▶ _Exercise_: Identify every line in the records below that contains the string "dishwasher" and copy each of those lines in full. Case counts.

▶ _Source data_:
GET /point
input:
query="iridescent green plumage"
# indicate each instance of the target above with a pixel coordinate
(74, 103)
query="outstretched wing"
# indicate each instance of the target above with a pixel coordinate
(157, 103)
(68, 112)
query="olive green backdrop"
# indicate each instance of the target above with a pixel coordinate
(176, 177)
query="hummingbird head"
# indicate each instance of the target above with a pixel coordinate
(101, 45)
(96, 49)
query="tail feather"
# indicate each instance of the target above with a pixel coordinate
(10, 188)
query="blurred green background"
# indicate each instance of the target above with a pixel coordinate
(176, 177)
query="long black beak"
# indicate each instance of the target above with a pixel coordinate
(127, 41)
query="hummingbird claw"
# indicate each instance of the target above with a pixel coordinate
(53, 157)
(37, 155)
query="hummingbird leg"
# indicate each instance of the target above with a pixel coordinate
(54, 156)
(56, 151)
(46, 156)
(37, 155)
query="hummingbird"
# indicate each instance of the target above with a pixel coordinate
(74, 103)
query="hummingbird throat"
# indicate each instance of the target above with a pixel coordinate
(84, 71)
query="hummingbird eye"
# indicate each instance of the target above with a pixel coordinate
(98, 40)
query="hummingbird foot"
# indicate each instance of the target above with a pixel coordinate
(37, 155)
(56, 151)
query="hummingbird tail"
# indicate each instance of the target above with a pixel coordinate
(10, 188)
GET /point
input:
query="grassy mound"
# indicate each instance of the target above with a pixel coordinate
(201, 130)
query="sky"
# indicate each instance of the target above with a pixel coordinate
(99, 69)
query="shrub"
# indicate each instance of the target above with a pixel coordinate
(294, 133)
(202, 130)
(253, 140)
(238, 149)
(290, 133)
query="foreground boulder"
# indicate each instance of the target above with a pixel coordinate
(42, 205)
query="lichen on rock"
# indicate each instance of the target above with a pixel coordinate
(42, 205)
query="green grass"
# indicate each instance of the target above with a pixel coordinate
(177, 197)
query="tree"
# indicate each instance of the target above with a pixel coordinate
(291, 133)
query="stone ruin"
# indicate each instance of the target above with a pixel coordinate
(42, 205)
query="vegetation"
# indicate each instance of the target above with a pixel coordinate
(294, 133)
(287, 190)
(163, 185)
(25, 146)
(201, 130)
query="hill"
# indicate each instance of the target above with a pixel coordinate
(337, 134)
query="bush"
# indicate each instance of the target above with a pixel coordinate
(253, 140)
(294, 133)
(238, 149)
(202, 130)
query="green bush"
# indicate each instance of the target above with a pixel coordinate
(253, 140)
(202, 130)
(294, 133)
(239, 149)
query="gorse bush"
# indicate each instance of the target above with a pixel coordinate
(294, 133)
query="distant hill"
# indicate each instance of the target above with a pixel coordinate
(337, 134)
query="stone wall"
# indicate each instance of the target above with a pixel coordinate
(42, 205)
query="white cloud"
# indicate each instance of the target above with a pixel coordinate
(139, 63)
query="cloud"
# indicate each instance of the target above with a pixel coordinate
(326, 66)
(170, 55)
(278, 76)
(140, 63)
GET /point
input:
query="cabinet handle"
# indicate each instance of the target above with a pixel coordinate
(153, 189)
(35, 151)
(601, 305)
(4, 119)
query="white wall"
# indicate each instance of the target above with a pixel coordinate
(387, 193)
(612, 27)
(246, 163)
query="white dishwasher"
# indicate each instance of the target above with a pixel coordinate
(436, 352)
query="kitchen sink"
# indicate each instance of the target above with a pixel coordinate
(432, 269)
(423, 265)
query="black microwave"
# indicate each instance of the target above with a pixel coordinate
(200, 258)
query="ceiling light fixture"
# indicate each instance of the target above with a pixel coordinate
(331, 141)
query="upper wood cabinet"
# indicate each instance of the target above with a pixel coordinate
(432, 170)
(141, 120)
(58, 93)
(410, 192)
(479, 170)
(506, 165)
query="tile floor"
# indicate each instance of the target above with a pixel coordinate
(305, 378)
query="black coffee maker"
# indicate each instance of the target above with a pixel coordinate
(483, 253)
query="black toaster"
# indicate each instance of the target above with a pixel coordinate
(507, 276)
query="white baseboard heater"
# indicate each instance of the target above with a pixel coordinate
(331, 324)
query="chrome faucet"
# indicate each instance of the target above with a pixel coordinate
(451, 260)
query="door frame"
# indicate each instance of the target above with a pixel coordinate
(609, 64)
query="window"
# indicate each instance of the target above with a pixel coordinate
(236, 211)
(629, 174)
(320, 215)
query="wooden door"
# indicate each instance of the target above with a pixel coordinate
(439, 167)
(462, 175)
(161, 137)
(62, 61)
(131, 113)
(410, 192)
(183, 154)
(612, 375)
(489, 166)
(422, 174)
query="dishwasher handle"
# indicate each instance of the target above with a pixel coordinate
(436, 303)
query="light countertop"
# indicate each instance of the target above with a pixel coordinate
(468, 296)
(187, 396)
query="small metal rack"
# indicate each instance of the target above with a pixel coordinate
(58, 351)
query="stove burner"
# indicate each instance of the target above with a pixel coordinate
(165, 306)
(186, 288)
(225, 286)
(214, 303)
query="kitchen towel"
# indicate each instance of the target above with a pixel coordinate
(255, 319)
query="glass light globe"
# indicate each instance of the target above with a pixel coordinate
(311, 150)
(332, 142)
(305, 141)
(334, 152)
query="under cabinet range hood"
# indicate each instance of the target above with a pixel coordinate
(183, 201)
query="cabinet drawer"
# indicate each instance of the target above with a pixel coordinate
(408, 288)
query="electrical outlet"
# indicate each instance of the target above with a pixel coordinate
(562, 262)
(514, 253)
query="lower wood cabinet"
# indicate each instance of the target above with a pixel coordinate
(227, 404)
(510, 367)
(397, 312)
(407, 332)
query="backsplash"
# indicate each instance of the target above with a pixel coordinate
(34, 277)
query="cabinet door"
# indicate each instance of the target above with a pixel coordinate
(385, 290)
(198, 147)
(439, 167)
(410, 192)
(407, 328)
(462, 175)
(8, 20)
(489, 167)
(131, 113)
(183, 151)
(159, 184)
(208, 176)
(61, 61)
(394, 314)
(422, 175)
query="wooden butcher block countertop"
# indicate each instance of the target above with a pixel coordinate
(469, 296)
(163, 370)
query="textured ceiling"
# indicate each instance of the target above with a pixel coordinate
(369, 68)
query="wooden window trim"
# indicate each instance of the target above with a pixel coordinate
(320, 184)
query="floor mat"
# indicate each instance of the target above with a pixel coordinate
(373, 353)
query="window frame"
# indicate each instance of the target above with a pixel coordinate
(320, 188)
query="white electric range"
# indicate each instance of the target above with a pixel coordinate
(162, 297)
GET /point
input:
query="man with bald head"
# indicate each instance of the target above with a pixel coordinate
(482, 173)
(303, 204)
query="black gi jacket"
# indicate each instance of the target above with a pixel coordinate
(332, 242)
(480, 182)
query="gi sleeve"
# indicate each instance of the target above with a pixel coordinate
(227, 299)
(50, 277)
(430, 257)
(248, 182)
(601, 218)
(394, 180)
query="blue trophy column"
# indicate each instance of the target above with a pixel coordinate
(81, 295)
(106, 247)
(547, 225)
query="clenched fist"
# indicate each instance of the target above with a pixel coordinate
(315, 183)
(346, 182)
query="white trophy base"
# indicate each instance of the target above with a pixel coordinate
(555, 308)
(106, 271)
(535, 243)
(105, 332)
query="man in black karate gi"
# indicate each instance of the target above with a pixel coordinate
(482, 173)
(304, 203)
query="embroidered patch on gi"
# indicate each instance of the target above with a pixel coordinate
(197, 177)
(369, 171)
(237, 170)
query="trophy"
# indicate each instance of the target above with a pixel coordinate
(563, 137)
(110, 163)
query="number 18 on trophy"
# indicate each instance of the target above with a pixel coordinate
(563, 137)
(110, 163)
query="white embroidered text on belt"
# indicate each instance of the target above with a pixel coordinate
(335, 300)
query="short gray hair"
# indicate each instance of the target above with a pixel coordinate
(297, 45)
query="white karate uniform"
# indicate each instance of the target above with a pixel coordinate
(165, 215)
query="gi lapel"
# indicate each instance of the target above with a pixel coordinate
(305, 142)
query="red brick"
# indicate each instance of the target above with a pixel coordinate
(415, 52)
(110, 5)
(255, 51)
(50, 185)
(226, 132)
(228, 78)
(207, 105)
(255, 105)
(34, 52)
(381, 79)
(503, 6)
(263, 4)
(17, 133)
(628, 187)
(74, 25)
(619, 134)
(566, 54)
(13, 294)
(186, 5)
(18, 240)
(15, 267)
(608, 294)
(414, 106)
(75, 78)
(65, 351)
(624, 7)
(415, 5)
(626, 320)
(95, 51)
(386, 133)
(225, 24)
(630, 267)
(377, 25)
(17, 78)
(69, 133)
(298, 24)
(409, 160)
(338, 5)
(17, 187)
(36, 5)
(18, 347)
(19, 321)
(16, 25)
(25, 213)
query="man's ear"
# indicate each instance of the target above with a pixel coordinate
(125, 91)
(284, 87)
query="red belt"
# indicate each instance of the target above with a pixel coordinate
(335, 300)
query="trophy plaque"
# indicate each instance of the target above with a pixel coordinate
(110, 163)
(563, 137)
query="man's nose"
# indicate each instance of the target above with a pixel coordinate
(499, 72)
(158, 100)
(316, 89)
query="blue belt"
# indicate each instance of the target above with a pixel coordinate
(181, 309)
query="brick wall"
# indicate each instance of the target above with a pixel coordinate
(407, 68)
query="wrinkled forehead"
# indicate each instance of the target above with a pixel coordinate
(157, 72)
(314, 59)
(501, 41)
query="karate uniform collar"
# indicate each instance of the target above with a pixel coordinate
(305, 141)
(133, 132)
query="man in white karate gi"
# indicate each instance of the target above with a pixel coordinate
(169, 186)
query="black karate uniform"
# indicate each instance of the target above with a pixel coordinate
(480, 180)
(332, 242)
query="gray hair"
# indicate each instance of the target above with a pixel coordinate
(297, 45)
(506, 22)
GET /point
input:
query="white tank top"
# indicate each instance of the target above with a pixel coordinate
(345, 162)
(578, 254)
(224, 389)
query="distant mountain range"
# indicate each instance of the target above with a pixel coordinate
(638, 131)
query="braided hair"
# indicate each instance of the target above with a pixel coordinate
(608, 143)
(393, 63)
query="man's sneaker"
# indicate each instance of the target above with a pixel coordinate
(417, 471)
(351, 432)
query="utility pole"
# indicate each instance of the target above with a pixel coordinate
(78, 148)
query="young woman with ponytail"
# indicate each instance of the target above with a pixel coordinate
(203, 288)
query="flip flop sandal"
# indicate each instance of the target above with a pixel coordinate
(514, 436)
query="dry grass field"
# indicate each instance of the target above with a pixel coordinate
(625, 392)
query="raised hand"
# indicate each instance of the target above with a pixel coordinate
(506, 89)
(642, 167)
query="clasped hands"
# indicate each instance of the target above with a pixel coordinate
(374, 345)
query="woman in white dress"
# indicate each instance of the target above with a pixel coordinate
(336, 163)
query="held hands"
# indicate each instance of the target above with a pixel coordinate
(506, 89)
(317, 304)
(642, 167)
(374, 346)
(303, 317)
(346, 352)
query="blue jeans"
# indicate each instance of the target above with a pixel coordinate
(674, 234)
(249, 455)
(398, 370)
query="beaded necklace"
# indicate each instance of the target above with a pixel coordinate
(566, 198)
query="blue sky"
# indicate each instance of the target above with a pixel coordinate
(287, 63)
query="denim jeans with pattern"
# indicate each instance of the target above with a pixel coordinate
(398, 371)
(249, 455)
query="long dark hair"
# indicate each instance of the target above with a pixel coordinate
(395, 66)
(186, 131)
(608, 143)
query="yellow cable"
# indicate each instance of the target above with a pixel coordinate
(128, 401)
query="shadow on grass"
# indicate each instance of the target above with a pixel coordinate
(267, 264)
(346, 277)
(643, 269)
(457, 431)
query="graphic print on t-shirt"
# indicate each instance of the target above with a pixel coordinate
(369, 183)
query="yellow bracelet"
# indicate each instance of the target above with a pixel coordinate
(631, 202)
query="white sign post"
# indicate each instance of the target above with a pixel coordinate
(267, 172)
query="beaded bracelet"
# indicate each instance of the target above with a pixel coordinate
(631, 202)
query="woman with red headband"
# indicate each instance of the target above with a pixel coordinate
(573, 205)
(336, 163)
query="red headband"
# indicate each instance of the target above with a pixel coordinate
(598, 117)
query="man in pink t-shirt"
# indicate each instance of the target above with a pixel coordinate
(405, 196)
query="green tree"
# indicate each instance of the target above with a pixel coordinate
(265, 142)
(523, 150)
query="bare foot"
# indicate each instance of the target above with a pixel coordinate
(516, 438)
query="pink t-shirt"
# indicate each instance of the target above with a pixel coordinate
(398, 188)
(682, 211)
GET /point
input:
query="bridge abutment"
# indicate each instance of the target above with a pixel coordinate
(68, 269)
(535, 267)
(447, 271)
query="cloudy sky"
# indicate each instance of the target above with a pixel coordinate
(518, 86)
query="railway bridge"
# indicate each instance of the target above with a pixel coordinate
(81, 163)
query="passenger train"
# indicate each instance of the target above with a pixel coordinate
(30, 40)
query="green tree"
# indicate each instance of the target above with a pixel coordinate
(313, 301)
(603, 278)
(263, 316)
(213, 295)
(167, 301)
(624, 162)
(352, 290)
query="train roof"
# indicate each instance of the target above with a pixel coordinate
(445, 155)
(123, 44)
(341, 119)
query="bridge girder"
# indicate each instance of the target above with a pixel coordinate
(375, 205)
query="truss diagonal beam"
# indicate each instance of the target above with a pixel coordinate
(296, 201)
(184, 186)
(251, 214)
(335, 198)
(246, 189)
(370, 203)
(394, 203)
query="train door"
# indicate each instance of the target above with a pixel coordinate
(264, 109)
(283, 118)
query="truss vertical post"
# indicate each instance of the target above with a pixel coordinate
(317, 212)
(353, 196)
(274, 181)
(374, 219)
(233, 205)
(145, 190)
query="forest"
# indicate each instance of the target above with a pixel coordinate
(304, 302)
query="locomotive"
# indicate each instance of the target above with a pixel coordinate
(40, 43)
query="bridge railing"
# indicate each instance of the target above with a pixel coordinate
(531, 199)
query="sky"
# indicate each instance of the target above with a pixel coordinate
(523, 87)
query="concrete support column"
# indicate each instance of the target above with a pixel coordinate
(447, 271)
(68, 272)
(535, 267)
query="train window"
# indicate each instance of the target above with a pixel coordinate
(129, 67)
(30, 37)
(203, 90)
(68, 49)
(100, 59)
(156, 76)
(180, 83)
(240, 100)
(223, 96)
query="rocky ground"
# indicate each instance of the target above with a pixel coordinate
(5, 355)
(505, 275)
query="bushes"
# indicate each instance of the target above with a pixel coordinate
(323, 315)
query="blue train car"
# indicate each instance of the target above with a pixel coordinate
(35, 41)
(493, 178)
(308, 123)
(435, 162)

▶ _Answer to the problem_:
query="white dishwasher"
query="dishwasher handle"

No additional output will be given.